(Task material Opens)
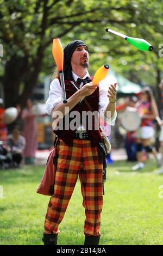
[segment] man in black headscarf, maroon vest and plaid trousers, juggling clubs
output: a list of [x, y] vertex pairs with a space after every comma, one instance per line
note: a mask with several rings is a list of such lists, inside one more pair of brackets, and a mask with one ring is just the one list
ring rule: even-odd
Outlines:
(Task material Closes)
(Task material Opens)
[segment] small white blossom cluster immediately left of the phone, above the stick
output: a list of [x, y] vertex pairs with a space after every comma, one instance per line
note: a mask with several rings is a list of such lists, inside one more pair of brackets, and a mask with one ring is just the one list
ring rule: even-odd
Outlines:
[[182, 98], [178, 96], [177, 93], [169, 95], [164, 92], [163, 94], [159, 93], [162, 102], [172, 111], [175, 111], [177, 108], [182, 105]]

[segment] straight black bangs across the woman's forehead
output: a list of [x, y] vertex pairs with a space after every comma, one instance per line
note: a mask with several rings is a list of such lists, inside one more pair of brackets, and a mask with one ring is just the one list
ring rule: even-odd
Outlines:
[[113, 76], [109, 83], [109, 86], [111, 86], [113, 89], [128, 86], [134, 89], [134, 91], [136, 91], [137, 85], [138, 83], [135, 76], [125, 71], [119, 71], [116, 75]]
(Task material Closes)
#### Instructions to follow:
The expected answer is a copy of each line in the records that holds the word "segment".

#### Answer:
[segment] man in black headscarf, maroon vest and plaid trousers, juggling clubs
[segment] small white blossom cluster immediately left of the phone, above the stick
[segment] straight black bangs across the woman's forehead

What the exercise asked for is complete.